We now move to a discussion of our second (abbreviated) case
study.
Case Study #2
For our second case study, we provide an example of a portfolio
that contrasts with the CRM example, representing far fewer
disagreements among the pairs. Unlike the CRM portfolio, which the
trainers had identified as a difficult-to-score portfolio, this
portfolio was chosen by the trainers as a “benchmark”
portfolio, as a clear example of a score level. And, in fact, the
three pairs of readers agreed on a score of “one,”
constructing strikingly similar stories about the portfolio. (Note 12) The possibility that
readers can be prepared to distinguish between more and less
ambiguous portfolios is an issue to which we return in our
conclusion.
Because there were few examples of “story”
disagreements in readers’ evaluations of our second case
study portfolio, we provide only a short, schematic discussion of
it, here. It is important to note, however, that the same careful
process of data analysis used in the CRM case study was used here
as well.
The teacher in this second case study portfolio organized his
instruction around a famous young adult novel, engaging his
students in a range of activities, including a mock trial of one
of the characters. The similarities in the stories constructed
across reader pairs included the following: The pairs felt that
the teacher in this portfolio controlled the classroom to the
point that the children had little or no choice in their
activities. They worried that the teacher seemed concerned about
getting his students to do exactly what he told them to with
little focus on whether the students were actually learning
anything. And they felt that dialogue in the classroom largely fit
with the teacher’s pattern of control, involving simple
question and answer, with little real “discussion.” In
general, then, the readers agreed that while the
teacher’sactivities had potential,he had no clear purposes
for them. The readers also thought the teacher had low
expectations of his students.

# [Input rows]
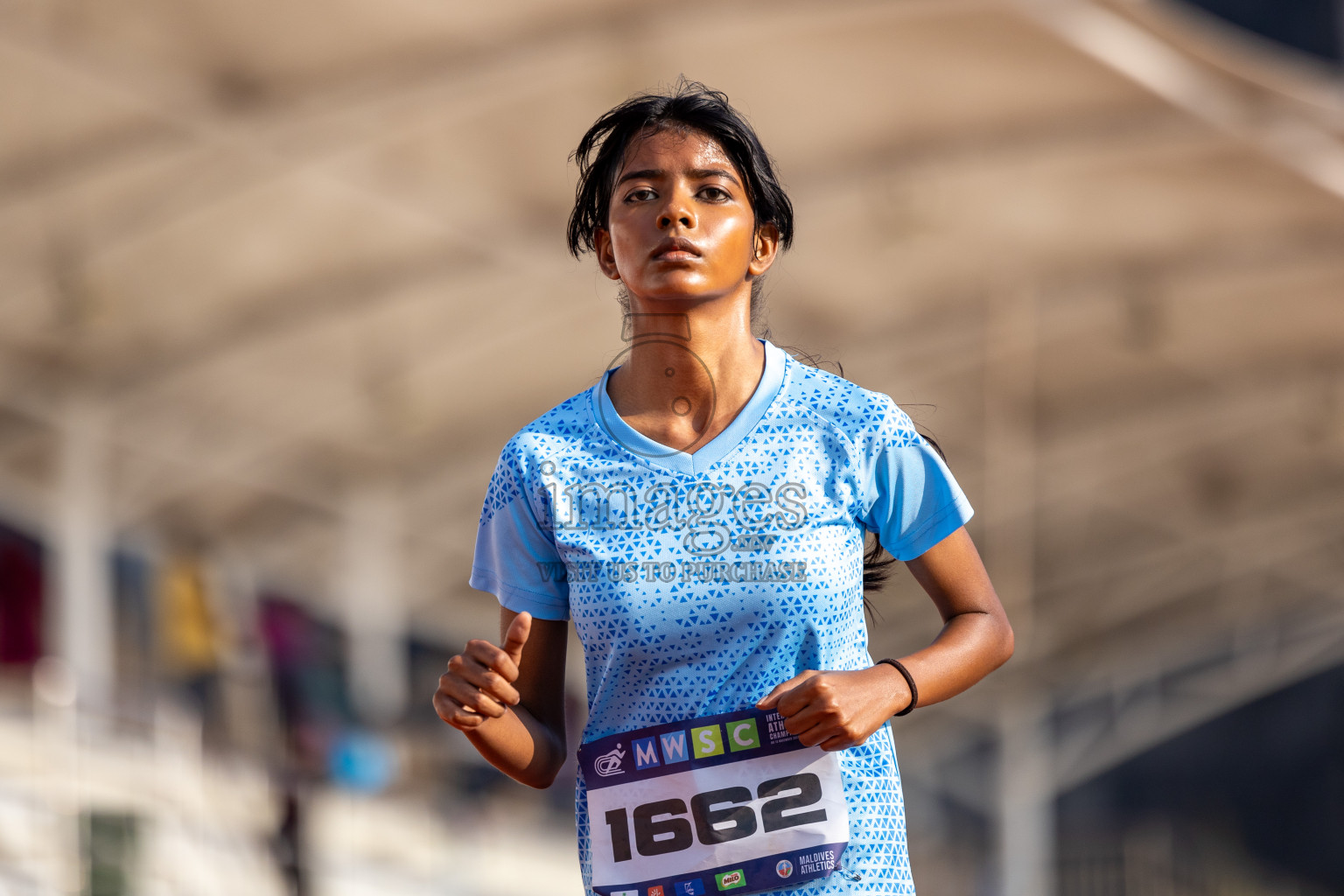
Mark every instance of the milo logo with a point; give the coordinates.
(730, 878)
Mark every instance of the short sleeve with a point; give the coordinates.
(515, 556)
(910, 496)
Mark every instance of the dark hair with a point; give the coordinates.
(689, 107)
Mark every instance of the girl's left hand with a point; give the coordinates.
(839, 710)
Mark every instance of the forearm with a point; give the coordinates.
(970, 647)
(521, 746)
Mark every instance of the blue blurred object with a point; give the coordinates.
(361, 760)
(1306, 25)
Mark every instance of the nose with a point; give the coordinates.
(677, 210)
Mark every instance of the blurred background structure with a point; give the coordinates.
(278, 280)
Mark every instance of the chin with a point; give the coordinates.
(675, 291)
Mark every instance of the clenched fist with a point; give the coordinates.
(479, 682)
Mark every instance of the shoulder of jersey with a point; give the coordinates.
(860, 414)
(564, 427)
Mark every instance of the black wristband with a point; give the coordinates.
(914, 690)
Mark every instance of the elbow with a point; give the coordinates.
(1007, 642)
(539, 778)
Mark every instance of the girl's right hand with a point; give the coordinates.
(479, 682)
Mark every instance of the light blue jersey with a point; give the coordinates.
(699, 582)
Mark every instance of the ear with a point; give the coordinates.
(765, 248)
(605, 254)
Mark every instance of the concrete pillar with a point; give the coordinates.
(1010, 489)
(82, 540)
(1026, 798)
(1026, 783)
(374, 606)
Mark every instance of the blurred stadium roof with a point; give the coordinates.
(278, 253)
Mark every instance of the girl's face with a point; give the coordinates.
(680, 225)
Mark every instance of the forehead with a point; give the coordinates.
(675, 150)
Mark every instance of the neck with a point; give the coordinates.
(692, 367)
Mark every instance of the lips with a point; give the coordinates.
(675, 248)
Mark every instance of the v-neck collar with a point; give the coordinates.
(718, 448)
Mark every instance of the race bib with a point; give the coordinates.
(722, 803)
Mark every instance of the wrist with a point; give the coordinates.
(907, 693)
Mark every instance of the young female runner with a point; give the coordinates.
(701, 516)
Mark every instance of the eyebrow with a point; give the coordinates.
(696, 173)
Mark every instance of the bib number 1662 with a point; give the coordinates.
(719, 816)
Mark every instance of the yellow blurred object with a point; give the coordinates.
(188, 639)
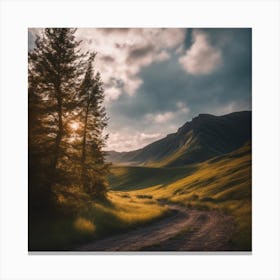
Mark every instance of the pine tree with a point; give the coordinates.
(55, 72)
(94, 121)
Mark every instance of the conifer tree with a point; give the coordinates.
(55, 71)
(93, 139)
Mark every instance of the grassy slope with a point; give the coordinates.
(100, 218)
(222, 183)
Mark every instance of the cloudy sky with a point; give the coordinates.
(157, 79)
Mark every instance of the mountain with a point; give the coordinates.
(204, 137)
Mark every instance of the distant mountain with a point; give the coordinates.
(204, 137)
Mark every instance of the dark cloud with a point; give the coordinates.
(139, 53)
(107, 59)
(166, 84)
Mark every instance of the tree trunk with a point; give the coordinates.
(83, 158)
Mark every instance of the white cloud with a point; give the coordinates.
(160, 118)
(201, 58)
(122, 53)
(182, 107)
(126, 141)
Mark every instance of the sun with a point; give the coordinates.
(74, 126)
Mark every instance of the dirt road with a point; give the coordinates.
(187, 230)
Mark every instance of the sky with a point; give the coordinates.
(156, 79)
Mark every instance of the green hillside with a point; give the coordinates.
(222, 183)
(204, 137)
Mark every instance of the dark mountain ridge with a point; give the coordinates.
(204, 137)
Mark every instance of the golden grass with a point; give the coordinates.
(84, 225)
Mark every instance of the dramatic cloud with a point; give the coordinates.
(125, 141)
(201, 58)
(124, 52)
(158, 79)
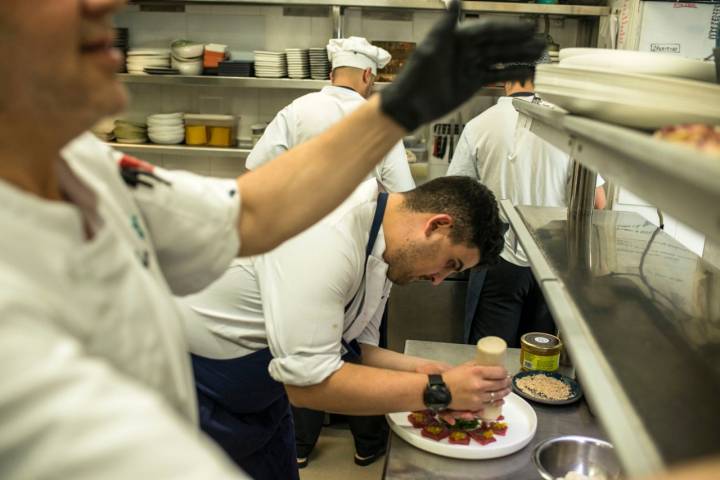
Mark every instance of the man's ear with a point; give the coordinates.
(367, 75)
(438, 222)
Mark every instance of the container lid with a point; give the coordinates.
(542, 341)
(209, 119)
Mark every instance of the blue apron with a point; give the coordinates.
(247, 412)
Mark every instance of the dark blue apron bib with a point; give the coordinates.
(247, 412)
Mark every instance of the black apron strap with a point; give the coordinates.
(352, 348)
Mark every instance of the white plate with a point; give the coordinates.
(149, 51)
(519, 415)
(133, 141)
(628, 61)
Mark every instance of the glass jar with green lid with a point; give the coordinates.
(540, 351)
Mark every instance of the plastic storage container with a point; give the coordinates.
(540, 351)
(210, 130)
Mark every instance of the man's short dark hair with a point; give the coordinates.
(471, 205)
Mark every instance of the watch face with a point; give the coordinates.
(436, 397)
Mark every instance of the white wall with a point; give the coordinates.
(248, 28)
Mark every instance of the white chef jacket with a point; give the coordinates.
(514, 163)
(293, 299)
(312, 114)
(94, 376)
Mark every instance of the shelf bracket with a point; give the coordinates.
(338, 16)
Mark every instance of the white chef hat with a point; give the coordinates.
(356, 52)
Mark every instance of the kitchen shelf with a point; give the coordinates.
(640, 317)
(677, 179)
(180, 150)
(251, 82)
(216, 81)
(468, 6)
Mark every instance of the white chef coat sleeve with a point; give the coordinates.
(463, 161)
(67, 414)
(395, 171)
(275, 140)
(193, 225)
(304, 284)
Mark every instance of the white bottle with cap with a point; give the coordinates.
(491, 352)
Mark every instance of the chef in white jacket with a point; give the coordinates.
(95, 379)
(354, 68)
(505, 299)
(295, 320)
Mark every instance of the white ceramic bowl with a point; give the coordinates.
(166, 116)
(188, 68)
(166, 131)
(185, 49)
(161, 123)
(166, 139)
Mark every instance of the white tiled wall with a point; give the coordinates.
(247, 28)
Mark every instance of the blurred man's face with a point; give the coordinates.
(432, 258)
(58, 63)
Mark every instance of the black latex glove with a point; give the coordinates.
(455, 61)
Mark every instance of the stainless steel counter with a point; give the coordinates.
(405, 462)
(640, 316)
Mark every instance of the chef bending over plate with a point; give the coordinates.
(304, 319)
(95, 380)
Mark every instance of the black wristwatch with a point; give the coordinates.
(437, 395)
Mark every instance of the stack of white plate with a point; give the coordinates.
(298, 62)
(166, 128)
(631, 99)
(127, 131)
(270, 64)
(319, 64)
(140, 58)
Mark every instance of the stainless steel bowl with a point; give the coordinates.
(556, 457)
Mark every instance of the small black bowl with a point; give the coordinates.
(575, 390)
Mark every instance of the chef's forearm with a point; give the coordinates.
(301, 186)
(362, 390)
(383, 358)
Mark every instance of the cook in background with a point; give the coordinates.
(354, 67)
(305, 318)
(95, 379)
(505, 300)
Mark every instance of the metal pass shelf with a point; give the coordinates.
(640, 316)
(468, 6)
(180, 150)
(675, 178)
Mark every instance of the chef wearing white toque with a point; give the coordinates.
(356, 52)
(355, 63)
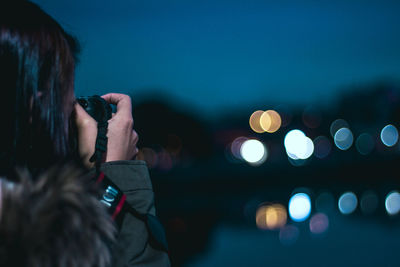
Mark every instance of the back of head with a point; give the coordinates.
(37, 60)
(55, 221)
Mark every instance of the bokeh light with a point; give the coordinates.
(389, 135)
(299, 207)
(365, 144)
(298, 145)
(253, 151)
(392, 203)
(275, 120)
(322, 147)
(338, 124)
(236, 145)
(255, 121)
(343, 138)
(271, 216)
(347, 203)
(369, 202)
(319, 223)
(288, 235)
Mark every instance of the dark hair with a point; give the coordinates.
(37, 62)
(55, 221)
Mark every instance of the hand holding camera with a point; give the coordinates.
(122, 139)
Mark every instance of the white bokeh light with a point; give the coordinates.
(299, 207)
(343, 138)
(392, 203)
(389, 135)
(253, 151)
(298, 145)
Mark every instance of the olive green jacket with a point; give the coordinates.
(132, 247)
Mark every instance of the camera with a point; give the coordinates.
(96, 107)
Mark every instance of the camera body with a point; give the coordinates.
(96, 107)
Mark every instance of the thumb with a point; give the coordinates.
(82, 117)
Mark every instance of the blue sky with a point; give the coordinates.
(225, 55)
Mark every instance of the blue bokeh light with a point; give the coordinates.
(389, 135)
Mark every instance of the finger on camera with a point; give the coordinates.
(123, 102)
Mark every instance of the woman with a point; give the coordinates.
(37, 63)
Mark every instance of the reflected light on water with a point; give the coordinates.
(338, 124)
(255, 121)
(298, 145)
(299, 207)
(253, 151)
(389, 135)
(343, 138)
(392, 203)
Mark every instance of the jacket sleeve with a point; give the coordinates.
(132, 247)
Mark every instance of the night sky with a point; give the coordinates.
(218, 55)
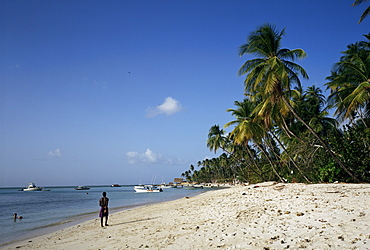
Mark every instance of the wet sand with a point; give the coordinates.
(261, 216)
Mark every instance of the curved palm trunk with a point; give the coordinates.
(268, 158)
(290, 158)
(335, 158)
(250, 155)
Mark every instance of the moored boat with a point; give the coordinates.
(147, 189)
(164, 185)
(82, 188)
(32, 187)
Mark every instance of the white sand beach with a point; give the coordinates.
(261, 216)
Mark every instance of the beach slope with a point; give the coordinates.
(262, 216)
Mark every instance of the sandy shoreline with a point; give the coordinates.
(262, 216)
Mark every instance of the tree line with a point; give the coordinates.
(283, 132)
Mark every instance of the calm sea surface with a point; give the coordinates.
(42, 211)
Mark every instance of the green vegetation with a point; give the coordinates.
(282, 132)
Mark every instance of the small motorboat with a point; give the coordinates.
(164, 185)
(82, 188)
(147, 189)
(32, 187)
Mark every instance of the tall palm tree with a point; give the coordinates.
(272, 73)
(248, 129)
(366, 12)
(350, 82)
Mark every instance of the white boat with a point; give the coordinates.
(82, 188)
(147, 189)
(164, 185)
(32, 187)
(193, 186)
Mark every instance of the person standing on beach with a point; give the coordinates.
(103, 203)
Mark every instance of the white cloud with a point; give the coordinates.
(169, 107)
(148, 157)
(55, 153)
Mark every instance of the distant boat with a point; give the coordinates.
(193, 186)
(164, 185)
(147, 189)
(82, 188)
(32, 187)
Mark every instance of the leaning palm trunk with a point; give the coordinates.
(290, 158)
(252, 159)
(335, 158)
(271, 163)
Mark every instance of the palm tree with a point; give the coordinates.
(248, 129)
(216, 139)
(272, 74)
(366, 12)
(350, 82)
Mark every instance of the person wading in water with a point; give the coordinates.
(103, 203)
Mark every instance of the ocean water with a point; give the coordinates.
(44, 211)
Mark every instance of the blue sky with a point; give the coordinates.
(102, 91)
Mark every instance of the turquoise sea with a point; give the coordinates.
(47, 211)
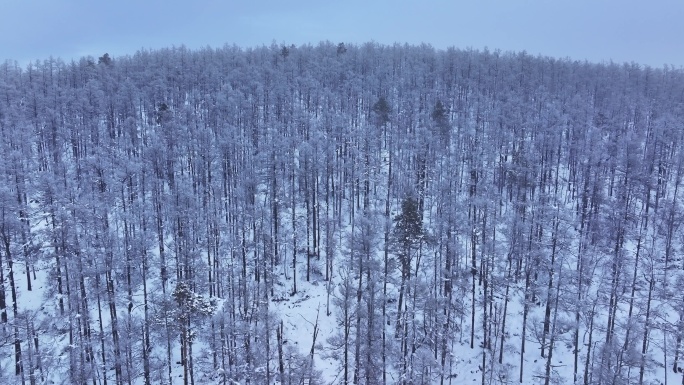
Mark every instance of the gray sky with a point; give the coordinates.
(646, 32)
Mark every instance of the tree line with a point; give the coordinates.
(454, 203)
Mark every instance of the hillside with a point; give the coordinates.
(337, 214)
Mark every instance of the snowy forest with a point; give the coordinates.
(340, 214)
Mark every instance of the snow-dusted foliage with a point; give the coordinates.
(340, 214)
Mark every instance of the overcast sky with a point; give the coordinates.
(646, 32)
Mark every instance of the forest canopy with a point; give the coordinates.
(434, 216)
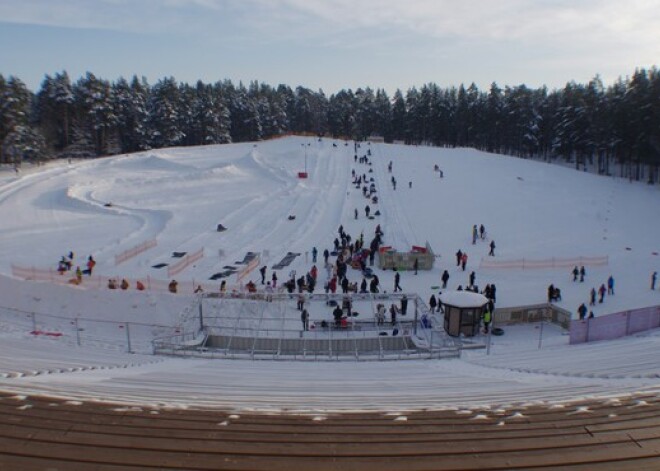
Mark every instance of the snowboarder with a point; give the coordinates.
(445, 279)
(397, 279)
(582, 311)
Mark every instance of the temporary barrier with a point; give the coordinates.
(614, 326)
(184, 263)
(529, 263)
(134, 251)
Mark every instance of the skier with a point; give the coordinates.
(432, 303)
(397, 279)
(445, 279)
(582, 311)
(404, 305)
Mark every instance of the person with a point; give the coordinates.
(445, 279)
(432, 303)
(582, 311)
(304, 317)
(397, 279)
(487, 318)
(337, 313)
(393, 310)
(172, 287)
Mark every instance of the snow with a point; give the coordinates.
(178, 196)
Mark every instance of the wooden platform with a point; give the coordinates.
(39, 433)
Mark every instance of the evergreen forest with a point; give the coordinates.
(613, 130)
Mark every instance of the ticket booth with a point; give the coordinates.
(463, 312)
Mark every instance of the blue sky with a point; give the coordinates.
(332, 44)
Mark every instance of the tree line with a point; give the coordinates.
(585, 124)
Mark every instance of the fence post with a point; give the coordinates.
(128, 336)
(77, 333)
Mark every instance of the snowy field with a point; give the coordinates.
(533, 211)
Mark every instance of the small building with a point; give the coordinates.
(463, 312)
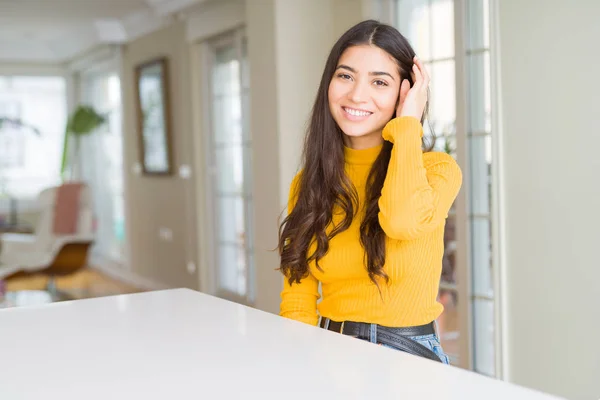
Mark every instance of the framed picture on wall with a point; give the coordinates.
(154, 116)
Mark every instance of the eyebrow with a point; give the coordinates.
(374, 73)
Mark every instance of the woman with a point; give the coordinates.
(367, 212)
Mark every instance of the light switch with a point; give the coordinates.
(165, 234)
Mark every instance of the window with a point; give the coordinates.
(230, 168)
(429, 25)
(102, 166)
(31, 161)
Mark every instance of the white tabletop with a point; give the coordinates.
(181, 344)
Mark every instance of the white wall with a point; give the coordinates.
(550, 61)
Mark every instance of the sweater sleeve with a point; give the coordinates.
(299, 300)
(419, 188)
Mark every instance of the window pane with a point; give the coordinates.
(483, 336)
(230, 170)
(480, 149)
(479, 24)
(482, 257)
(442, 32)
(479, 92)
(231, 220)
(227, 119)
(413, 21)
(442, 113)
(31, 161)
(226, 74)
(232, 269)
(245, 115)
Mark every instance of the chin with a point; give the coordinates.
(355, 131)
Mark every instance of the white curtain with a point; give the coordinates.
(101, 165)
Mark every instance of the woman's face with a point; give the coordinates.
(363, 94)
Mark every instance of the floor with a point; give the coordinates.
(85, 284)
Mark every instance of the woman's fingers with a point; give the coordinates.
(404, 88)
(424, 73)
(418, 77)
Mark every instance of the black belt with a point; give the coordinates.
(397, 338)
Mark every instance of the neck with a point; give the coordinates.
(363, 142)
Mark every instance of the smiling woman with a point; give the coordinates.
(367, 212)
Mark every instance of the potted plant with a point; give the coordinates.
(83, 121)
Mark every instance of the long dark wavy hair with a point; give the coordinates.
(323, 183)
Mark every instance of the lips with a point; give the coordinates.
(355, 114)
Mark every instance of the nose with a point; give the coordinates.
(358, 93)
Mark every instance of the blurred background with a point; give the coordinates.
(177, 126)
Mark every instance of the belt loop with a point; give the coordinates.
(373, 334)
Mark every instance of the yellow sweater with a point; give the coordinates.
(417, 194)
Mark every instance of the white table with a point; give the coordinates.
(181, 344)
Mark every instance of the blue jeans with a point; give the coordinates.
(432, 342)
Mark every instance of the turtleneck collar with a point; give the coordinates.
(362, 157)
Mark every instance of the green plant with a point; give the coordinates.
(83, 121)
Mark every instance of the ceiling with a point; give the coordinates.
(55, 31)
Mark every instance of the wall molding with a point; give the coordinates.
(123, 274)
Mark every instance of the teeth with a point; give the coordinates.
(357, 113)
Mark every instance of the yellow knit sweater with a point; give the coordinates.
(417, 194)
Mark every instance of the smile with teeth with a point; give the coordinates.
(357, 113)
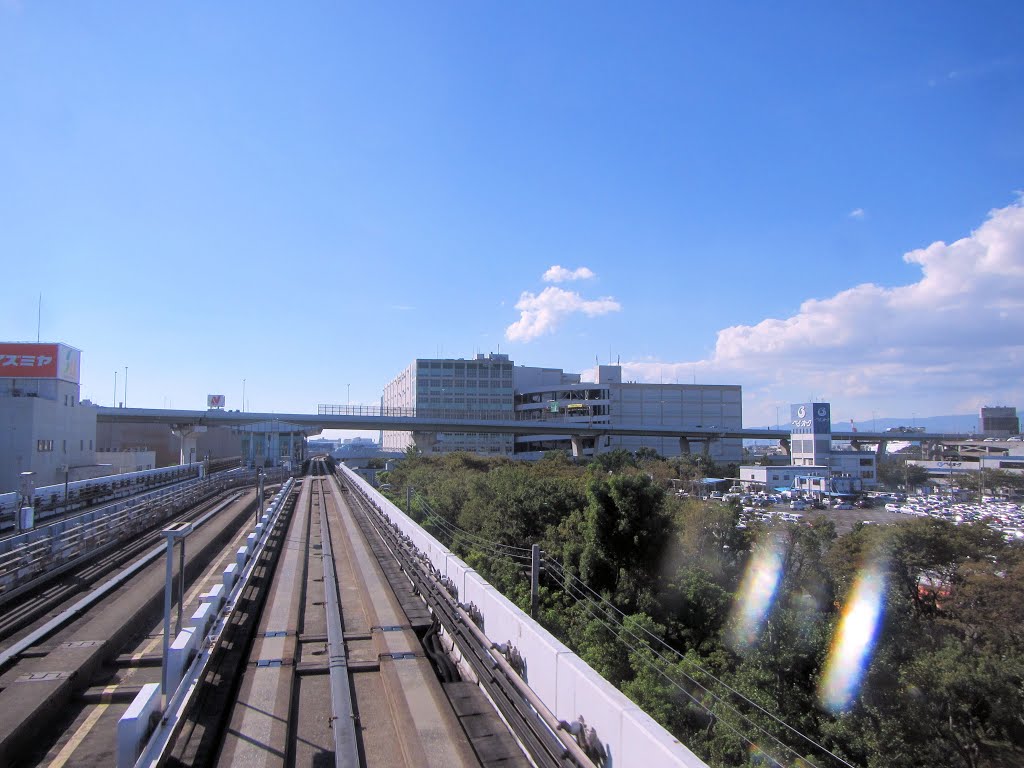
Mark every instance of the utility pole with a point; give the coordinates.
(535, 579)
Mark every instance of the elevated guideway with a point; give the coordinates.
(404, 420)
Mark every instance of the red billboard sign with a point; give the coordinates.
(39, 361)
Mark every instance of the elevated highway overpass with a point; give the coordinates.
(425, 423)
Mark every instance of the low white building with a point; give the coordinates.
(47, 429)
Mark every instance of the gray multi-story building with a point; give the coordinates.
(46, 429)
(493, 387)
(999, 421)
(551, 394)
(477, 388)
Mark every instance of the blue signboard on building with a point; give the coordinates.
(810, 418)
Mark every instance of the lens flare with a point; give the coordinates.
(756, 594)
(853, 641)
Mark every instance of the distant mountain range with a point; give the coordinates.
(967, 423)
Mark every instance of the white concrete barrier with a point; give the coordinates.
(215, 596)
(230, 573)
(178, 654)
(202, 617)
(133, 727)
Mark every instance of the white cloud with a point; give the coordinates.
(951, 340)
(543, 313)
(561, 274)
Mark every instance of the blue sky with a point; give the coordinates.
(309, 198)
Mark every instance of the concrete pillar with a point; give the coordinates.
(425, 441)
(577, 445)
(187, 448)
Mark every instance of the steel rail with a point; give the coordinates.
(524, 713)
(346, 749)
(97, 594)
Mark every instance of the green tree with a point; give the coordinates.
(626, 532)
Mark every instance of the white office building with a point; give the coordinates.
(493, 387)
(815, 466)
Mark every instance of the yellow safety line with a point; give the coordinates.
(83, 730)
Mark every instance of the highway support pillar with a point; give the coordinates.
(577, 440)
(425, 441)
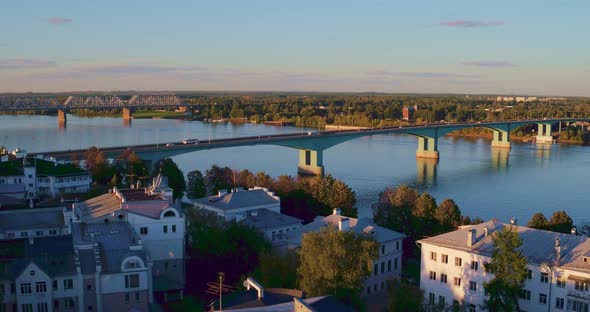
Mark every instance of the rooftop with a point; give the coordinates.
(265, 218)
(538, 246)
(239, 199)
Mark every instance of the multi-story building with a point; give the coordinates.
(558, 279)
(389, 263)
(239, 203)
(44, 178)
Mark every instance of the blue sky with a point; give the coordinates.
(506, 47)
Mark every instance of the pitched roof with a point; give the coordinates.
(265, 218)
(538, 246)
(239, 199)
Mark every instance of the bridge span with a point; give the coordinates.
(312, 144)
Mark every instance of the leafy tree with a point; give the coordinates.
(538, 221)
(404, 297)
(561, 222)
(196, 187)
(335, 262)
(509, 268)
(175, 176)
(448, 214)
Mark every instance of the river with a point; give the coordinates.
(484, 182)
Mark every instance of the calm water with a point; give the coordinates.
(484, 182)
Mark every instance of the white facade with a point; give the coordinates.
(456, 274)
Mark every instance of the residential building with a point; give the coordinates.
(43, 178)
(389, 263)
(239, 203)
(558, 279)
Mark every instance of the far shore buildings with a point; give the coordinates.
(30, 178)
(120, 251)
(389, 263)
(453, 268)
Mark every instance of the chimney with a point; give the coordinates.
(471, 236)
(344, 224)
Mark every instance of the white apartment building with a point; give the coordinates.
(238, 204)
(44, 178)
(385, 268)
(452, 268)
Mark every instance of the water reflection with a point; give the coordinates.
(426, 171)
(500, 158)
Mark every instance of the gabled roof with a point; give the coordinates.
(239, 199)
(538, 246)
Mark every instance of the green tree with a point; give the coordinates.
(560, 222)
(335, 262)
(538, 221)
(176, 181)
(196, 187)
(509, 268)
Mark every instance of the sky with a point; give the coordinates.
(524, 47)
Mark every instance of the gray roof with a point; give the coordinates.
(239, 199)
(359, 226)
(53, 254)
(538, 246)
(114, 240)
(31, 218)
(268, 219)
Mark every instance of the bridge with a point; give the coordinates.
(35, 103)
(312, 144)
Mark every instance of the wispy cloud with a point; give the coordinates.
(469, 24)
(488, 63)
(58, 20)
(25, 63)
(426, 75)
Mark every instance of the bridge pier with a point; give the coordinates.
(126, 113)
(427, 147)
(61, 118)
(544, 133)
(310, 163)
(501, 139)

# [Exercise task A]
In the listing, copy the stretch from the line containing "Mark every instance of the bridge with" through the end of the listing, keeping every line unchanged.
# [Exercise task B]
Carry on the passage about the second portfolio case study, picking up right after its final sentence.

# [Task answer A]
Mark every instance of the bridge with a point; give the coordinates.
(35, 103)
(312, 144)
Mark every instance of the wispy cloud with a point; give the coordinates.
(469, 24)
(488, 63)
(58, 20)
(25, 63)
(426, 75)
Mark every instance of the bridge pier with a point; give the coordinates.
(126, 113)
(427, 147)
(61, 118)
(544, 133)
(310, 163)
(501, 139)

# [Task answer B]
As with the CRM portfolio, we did see places in the data where
divergence between the pairs might have been possible. For
example, at one point Sandra seemed to treat the teacher’s
mistakes in his own writing in the portfolio as an
“editing” problem, whereas the other readers
interpreted his mistakes from the beginning as an indicator of
problems with his knowledge of English grammar. This raised the
possibility that Sandra might infer that the teacher did not have
problems, himself, with issues of grammar. However, she saw
similar grammar mistakes on the videos when he was working with
students. Thus, along with the others, she eventually read the
teacher’s mistakes in the portfolio as part of a pattern of
evidence that the teacher lacked some basic knowledge of English.
In this and in other examples, in contrast with the CRM example,
the preponderance of evidence seemed to prevent initial
ambiguities from leading to significant disagreements.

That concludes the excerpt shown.